Work to do:
Using the news release below about the giant dinosaur model, answer these:
(a) How long is the model's neck?
(b) Where is Hall Train Studios located?
(c) In traditional modeling, what usually happens to the original sculpture?

Given text:
···

The Making of a Massive Model

(Targeted News Service Via Acquire Media NewsEdge) NEW YORK, April 18 -- The American Museum of Natural History issued the following news release: Fabricating the life-sized model of the sauropod Mamenchisaurus hochuanensis at the center of the new exhibition The World's Largest Dinosaurs ( is a very big job: the model measures 60 feet long and stands 11 feet high at the shoulder; the neck alone is nearly 30 feet long.

But it's all in a day's work for sculptor Hall Train and his colleagues at Hall Train Studios in Mississauga, Ontario, Canada, a team that has made everything from singing Hogwart's frogs for the Harry Potter theme park in Orlando, Florida, to untold numbers of scientifically accurate dinosaur and other animal models for museums across North America.

Essential to the success of designing a huge creature that no human has ever seen is working closely with the exhibition curators, Mark Norell (, chair of the Division of Paleontology at the Museum, and guest co-curator Martin Sander of the University of Bonn, Germany.

"We communicate over the internet a lot," says Norell, showing a typical email in which Train sent him an image of a small sculpture he had made, along with a question about the exact angle of the head. "The internet has made it much easier, sending pictures back and forth." Such refinements go on right down to the final finishes and may even continue afterward if adjustments are needed to accommodate different venues when the exhibition goes on the road.

Along with the constant scientific vetting, creating the model of Mamenchisaurus involved a complex combination of computer imaging, mechanical processing, and skilled, hands-on work.

"While we have created so many highly realistic models of living and extinct animals-even mythical dragons and unicorns-creating an enormous life-sized sauropod to take center stage is a monumental, fascinating undertaking," says David Harvey, senior vice president for Exhibition. "Coordinating talented exhibition designers and preparators with key scientists, engaging specialized fabricators, and keeping an eye on scientific accuracy and educational goals-this one really pulls out all the stops." One of the biggest technical challenges was, naturally enough, size. In traditional modeling--a technique pioneered by the Museum's own Carl Akeley in the early 20th century--a life-sized form is sculpted in clay over a metal or wood skeleton, with as much textural detail on the exterior as possible. Then, plaster is poured over the sculpture, left to harden, and split open to serve as a template for a final, lightweight papier-mache or resin model that can be painted and finished or, in the case of real animals, fitted with actual skins. The original sculpture is generally discarded.

···

Collected material:
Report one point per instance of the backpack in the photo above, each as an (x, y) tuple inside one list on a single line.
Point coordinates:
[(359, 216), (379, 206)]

···

Task answer:
(a) Nearly 30 feet long.
(b) In Mississauga, Ontario, Canada.
(c) It is generally discarded.